## TASKS TO CARRY OUT
a: List the things the stranded knitting post below says people struggle with in stranded knitting.
b: In the stranded knitting post below, swap "fifth" for "sixth" and write out the passage starting at "12 Days KAL: Stranded" and ending at "info and videos.".

## SUPPLIED PASSAGE
################

12 Days KAL: Stranded Color Work

This is the fifth in our series to help get you ready for the 12 Days of Christmas Mitten Garland Knit Along. Today we will be talking about stranded color work. I have to be upfront with you guys, this is not an easy thing to write about because we all knit differently and I can really only show how I do it. So, I’m going to talk about what I know and give you some links with more info and videos.

Basically, stranded color work is a way of working two (or more) colors in a row where you strand or float the color that is not being worked behind your knitting until you need it again. Things people struggle with in stranded knitting are how to hold their yarn, catch long floats, keep gauge, and prevent peek through.

How you hold your yarn is really a personal choice and often has a lot to do with how you knit regularly. I am a thrower and hold my yarn in what I call fishing reel fashion, wrapped around my pinkie. When I do color work, I hold both yarns in my right hand, wrapped around the pinkie. The yarns are secured to my hand by my last two  or three fingers.
The color I am working with goes over my index finger while the other color hangs underneath (though it is still secured to my hand). When I want to switch colors, I drop the one I am working and bring the other one to the top of my index finger.

Other people like to hold their yarn in both hands and other people hold both in their left hand. None of these ways are wrong. Just find the way that is comfortable for you. Here is a post on Craftsy explaining the different ways. Here is a video and photo tutorial on Knit Picks showing ways to hold your yarn, work color work and catch floats.

When you are switch from one color to another, you can either bring the new color over or under the previous one to knitting position. I used to always bring the new color from underneath. This meant neither color was dominate in my knitting and that my yarns got very twisted. Now I pick a color to be dominate in my pattern. I always bring that color under the other color and the non-dominate color I bring over. This makes the stitches of the dominate color slightly bigger (and bonus you get less twisting). I wrote a little more about it here. I didn’t used to believe in yarn dominance until I did that test myself. Don’t get too caught up in this if you are just learning color work though.

Sometimes, you have a long break between changing colors which will give you a long float or strand of the unused color behind your work. You don’t want to let your floats get too long, especially if you are making an item that is going to be worn. I like to keep my floats to 1/2″ or less, the number of stitches this is depends on your gauge. What you do is secure the unused yarn behind your knitting from time to time. You do this by bringing the unused color between your knitting and your working color, basically catching it behind a stitch.
In this picture, I am using the orange yarn and catching the white yarn. With our little mittens for the KAL, we do have some areas where you will have longer floats because of the pictorial style of the color work, but because no one will be wearing these, you can leave your floats longer than you normally would.

################

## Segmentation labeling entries

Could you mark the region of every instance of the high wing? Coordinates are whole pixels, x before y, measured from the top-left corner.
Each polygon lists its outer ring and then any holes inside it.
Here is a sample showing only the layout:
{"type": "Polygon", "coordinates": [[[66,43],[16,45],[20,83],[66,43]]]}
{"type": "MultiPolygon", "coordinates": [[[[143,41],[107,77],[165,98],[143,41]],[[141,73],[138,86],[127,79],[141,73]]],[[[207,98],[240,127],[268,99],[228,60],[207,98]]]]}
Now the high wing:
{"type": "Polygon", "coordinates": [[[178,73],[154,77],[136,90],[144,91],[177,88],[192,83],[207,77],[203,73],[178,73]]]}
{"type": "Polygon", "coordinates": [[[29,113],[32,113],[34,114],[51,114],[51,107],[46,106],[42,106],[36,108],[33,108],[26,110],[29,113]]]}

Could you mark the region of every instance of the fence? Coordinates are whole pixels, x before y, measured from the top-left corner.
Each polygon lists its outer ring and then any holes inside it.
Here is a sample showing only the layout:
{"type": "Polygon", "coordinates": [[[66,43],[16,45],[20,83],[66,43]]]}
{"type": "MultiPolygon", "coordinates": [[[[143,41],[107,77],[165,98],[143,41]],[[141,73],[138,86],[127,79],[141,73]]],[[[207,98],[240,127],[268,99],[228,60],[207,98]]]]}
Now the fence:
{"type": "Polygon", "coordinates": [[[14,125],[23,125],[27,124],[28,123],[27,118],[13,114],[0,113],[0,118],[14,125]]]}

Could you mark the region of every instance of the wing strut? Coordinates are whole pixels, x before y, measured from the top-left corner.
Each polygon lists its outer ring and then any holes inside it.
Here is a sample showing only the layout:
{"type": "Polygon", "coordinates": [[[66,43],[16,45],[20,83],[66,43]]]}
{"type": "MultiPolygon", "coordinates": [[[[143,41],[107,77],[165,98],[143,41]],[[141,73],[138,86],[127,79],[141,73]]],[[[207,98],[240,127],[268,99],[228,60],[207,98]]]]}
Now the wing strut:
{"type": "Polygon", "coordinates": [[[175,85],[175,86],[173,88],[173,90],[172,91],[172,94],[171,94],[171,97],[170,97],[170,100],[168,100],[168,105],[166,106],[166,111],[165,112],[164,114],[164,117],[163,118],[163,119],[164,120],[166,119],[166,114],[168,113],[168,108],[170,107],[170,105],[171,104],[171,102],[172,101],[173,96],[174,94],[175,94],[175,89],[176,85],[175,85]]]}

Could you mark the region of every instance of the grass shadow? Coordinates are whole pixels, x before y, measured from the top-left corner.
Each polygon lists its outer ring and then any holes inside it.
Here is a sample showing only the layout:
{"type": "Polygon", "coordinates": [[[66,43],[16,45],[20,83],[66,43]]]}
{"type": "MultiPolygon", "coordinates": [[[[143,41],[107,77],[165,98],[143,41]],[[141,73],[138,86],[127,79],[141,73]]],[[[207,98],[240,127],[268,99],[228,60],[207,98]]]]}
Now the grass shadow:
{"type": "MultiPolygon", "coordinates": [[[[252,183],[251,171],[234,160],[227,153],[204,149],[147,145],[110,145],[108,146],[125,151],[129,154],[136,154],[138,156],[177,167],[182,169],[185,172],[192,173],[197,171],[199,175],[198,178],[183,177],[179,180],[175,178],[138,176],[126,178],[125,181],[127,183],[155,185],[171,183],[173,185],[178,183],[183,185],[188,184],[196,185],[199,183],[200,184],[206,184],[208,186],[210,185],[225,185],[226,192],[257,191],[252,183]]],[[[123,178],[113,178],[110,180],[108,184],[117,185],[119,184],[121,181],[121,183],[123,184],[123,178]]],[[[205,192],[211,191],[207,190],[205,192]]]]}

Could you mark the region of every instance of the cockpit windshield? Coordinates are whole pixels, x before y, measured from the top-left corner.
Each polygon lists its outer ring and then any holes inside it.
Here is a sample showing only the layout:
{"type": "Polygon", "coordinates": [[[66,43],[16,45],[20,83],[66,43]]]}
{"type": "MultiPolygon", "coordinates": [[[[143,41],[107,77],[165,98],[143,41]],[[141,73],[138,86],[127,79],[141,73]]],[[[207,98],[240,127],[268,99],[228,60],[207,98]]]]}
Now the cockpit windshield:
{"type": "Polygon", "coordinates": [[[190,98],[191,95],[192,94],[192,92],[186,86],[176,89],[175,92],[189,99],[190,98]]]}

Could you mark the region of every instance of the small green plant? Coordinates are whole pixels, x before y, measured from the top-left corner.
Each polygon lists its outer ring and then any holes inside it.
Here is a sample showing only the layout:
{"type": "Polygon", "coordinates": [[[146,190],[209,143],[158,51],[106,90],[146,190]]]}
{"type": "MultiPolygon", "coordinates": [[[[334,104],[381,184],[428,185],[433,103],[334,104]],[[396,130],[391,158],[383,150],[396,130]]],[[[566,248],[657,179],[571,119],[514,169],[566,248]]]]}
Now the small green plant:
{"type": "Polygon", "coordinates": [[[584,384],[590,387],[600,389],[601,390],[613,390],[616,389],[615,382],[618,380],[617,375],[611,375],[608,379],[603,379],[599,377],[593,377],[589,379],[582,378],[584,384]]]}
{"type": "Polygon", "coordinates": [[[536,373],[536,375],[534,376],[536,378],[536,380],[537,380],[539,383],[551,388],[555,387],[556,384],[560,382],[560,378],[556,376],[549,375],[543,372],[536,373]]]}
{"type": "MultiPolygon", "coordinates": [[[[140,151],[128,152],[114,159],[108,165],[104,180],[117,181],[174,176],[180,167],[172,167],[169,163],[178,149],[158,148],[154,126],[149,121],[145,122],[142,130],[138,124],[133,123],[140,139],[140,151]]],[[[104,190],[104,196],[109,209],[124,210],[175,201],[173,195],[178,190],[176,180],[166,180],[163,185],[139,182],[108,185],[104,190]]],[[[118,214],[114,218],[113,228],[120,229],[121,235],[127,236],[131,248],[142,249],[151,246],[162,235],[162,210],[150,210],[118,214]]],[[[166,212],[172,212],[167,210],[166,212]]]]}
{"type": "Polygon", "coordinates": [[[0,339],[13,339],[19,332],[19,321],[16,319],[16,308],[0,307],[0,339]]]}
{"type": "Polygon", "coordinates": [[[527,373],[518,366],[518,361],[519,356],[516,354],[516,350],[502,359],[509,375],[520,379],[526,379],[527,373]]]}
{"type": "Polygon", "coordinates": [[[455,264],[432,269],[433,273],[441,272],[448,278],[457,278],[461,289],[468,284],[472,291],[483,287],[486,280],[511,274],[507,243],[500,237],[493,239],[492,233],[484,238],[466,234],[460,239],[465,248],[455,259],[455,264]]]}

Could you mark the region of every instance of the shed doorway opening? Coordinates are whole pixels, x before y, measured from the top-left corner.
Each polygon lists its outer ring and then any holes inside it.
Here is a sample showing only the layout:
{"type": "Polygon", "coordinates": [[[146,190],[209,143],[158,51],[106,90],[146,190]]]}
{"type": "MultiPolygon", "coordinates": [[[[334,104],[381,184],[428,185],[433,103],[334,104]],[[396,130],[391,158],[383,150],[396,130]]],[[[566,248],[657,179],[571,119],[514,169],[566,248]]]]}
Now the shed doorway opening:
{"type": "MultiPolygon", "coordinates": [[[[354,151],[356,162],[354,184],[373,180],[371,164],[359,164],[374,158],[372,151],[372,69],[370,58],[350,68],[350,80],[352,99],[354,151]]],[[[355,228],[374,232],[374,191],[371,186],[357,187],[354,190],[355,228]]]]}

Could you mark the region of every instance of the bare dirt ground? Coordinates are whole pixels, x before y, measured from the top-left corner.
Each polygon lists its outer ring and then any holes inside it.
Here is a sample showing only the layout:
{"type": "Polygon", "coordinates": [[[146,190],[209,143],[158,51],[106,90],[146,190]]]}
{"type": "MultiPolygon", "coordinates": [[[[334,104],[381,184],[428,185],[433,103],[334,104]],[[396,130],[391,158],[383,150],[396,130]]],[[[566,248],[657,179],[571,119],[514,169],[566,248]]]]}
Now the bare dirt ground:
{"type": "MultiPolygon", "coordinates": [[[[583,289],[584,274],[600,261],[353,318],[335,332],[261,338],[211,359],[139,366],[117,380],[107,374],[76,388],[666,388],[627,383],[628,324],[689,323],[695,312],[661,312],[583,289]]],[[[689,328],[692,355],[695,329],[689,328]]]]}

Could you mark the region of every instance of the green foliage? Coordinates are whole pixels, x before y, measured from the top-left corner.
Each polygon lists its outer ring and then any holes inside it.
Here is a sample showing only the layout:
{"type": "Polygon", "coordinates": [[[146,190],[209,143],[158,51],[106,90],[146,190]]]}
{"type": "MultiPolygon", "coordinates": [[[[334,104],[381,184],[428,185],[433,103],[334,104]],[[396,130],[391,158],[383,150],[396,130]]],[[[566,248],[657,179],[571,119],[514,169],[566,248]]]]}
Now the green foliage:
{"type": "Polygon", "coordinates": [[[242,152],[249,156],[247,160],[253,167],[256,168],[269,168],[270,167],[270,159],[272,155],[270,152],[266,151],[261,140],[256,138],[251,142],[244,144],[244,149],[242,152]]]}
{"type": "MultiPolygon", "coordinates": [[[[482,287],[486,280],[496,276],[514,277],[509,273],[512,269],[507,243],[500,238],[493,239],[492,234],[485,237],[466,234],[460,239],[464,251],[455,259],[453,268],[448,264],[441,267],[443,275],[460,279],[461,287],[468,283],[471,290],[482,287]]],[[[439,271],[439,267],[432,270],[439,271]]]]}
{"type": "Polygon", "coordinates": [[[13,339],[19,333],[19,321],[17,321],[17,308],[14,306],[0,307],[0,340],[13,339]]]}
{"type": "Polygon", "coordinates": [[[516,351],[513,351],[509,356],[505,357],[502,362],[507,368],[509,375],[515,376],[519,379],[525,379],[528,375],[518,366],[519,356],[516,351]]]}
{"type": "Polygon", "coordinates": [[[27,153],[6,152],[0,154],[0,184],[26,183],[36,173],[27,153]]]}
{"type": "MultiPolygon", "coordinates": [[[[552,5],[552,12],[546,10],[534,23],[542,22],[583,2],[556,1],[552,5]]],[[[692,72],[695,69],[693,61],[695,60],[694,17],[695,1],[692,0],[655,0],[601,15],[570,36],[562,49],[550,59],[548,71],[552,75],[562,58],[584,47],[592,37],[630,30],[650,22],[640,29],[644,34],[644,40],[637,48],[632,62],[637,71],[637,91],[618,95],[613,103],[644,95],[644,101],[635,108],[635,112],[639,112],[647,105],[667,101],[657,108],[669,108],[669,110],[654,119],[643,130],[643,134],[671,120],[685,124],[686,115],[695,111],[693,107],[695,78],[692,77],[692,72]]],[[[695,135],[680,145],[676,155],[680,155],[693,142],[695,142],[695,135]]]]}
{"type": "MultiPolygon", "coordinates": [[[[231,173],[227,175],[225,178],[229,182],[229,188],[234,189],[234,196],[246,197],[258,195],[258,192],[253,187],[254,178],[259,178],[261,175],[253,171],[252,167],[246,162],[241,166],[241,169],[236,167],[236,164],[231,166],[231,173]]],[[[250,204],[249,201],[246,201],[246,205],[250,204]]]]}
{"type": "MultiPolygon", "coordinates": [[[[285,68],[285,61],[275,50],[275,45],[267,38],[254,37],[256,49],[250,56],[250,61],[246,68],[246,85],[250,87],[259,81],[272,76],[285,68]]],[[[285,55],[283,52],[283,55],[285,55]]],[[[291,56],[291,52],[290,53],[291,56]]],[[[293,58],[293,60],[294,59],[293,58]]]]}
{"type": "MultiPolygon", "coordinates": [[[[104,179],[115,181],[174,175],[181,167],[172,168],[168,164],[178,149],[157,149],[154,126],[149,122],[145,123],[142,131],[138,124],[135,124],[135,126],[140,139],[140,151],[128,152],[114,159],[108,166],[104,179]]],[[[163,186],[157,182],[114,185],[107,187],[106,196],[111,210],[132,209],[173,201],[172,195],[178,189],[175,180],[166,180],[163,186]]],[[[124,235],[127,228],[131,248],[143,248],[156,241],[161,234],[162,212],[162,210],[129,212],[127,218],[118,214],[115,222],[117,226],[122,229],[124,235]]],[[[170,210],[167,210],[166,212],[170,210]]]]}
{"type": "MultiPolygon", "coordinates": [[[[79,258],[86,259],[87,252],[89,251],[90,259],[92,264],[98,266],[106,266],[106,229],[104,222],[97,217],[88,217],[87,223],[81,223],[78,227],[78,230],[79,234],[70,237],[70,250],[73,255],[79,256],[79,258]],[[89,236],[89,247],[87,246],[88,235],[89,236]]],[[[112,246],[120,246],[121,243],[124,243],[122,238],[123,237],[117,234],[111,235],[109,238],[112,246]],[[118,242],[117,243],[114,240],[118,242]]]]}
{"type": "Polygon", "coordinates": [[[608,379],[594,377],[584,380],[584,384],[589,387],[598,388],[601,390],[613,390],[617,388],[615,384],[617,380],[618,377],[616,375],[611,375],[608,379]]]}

################

## ANSWERS PROVIDED
a:
- How to hold their yarn
- Catching long floats
- Keeping gauge
- Preventing peek through

b:
12 Days KAL: Stranded Color Work

This is the sixth in our series to help get you ready for the 12 Days of Christmas Mitten Garland Knit Along. Today we will be talking about stranded color work. I have to be upfront with you guys, this is not an easy thing to write about because we all knit differently and I can really only show how I do it. So, I’m going to talk about what I know and give you some links with more info and videos.